## STUDY TEXT
════

To elucidate possible mechanisms leading to neurodegeneration in patients with glucocerebrosidase (GBA)-associated Parkinson disease (PD) using combined proton ((1)H) and phosphorus ((31)P) magnetic resonance spectroscopic imaging (MRSI) in vivo.


(1)H and (1)H-decoupled (31)P MRSI was performed in 13 patients with PD with heterozygous GBA mutations (GBA-PD) and 19 age- and sex-matched healthy controls to investigate metabolite concentrations in the mesostriatal target regions of PD pathology. NAA as marker of neuronal integrity, choline and ethanolamine containing compounds as markers of membrane phospholipid metabolism, and energy metabolites (notably high-energy phosphates) were quantified.

════

## EXPLORE THE MATERIAL
- 1) In the Parkinson disease study text, list each compound or group of compounds that it says was quantified.
- 2) Write the next part of the Parkinson disease study text, starting after its last sentence.

════

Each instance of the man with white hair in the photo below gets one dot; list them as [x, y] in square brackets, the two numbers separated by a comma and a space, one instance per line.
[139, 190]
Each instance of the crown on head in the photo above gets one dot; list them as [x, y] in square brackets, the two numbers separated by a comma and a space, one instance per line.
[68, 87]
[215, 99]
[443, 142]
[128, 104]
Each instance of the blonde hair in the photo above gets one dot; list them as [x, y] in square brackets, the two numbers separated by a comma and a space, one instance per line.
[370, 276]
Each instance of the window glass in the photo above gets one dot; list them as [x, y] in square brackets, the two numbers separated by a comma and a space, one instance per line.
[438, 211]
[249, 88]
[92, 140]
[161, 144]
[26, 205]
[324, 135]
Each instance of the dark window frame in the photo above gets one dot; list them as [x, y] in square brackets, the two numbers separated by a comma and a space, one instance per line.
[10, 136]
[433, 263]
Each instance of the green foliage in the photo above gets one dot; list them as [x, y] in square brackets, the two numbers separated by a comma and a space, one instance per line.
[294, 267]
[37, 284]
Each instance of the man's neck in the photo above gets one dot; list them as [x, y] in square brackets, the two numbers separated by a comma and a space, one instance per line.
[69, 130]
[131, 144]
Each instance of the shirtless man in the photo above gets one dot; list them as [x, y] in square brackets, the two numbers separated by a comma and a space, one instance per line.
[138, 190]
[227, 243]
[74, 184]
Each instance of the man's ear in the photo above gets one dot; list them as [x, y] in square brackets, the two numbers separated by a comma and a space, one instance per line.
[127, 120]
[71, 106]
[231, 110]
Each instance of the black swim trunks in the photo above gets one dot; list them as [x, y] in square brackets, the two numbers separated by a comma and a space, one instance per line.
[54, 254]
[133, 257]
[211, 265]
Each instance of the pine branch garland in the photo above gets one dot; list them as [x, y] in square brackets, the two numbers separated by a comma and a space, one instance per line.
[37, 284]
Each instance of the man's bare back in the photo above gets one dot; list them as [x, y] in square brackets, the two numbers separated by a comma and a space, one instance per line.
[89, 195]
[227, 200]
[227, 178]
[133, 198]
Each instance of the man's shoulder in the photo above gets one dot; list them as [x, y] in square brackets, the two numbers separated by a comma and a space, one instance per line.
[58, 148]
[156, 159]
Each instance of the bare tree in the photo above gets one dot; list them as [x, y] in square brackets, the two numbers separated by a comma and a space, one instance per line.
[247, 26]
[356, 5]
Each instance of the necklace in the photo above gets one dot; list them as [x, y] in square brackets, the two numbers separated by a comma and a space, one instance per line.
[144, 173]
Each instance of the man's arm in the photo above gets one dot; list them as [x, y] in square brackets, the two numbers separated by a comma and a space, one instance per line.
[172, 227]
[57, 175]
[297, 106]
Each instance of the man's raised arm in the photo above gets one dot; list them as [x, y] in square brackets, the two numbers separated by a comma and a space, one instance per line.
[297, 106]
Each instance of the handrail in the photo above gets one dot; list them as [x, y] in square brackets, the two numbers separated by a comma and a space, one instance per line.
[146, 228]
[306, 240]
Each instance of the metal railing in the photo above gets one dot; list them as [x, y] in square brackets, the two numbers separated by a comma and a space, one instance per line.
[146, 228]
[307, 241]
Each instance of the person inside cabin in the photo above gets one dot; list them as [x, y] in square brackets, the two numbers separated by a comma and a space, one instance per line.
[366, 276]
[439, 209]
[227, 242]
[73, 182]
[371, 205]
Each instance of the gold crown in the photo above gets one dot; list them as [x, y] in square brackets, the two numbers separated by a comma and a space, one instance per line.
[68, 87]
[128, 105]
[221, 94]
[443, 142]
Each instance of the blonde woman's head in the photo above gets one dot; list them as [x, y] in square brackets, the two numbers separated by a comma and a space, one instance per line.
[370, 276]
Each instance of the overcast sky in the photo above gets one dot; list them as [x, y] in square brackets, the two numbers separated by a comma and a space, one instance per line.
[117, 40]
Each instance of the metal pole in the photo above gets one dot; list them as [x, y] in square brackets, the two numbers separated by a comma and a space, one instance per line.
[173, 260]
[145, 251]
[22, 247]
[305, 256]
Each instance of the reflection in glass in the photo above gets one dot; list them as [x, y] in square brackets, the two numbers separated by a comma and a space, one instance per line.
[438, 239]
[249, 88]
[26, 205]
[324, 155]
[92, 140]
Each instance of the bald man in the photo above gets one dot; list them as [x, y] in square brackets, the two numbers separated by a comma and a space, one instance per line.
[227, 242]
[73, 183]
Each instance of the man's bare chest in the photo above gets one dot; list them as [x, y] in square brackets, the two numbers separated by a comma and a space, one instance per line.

════

## ANSWERS BY TASK
- 1)
- NAA
- Choline containing compounds
- Ethanolamine containing compounds
- Energy metabolites, notably high-energy phosphates

- 2)
Compared to controls, NAA was significantly reduced in the putamen (p = 0.012) and in the midbrain of GBA-PD (p = 0.05). The choline concentration obtained from (1)H MRSI was significantly decreased in the midbrain of GBA-PD (p = 0.010). The phospholipid degradation product glycerophosphoethalonamine was increased in the putamen of GBA-PD (p = 0.05). Changes of energy metabolism were not detected in any region of interest.


The pattern of neurodegeneration in GBA-associated PD is more pronounced in the putamen than in the midbrain. Our MRSI findings suggest that the neurodegenerative process in GBA-PD is associated with alterations of membrane phospholipid metabolism which might be also involved in abnormal α-synuclein aggregation.